→ INFORMATION SUPPLIED

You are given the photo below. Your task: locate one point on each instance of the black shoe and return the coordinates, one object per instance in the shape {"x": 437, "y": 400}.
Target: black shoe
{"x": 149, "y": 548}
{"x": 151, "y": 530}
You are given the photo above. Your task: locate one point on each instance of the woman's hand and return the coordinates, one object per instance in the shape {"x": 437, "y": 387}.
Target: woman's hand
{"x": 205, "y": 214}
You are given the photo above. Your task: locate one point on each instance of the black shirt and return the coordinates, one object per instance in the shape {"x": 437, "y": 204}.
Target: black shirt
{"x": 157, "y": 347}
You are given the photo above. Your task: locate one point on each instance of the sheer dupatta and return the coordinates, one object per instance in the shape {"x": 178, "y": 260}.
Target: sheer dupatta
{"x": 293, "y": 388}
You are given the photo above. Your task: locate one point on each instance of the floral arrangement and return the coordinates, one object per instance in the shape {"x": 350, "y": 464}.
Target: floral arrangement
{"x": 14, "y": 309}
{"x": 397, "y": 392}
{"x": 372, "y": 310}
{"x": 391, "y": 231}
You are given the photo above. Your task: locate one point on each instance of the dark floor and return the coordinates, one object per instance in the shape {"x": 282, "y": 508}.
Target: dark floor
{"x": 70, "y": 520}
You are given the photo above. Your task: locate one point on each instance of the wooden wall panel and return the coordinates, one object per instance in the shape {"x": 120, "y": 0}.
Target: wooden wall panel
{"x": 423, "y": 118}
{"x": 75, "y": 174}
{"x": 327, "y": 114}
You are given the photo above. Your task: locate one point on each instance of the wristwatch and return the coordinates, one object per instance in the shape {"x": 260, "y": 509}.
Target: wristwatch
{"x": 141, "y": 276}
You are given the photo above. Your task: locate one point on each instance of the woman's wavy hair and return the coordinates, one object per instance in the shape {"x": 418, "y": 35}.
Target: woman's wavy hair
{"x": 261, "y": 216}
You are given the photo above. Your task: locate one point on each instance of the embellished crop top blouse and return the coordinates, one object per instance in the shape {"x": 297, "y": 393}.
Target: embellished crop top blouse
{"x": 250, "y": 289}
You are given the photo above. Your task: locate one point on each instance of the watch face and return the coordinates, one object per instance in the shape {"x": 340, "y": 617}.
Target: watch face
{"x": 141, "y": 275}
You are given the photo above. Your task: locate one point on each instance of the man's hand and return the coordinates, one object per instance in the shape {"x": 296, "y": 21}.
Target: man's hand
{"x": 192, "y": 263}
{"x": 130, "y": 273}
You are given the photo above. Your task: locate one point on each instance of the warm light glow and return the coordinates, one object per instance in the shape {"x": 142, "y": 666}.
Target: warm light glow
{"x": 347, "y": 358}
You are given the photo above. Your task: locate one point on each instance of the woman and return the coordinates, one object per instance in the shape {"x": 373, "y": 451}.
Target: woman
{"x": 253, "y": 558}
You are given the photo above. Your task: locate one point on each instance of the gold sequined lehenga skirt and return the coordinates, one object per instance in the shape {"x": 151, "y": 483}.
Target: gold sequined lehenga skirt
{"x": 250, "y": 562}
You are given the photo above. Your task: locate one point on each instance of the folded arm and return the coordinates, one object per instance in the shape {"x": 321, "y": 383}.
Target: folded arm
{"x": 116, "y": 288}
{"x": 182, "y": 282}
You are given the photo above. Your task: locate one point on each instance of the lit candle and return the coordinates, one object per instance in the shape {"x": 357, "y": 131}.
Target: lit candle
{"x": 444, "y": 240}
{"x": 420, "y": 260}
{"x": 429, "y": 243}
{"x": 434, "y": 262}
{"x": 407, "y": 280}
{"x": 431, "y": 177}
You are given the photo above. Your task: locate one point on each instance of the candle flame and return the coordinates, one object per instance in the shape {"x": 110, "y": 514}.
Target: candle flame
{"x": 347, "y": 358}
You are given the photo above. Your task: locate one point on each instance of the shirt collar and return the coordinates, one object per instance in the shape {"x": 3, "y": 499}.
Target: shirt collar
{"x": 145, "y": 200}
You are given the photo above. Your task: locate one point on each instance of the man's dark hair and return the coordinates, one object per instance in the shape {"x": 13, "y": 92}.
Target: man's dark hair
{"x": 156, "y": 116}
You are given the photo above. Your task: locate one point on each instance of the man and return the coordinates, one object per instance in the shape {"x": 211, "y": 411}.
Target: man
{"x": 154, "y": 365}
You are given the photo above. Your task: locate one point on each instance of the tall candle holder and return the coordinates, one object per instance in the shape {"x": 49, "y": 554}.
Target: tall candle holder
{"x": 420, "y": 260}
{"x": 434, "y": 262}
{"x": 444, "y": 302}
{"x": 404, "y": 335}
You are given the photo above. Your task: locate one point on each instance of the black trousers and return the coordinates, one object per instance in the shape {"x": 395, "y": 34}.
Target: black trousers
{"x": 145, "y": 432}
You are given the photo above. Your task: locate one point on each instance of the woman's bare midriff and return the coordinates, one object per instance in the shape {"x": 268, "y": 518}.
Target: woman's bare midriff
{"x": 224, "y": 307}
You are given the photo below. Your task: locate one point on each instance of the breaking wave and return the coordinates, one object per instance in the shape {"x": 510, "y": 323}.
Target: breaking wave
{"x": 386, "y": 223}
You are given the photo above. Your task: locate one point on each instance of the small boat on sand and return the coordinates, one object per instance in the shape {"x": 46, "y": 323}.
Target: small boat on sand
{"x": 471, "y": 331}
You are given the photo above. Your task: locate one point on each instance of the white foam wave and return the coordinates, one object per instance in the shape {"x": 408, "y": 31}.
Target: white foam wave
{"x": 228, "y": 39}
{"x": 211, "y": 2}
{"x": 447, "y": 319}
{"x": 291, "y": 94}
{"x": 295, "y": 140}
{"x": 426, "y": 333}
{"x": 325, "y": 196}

→ WHAT YOU ARE ASKED TO DO
Reproduce the items starting at the line containing "of the white" and ending at the last line of the items, swapping "foam" for "surf" and leaving everything else unchanged.

→ EXERCISE SOLUTION
You are given the photo above. Your task: locate one point on each instance of the white surf wave and return the coordinates, one object per instance in the shape {"x": 408, "y": 31}.
Target: white surf wave
{"x": 228, "y": 39}
{"x": 211, "y": 2}
{"x": 447, "y": 319}
{"x": 291, "y": 94}
{"x": 295, "y": 140}
{"x": 426, "y": 333}
{"x": 325, "y": 196}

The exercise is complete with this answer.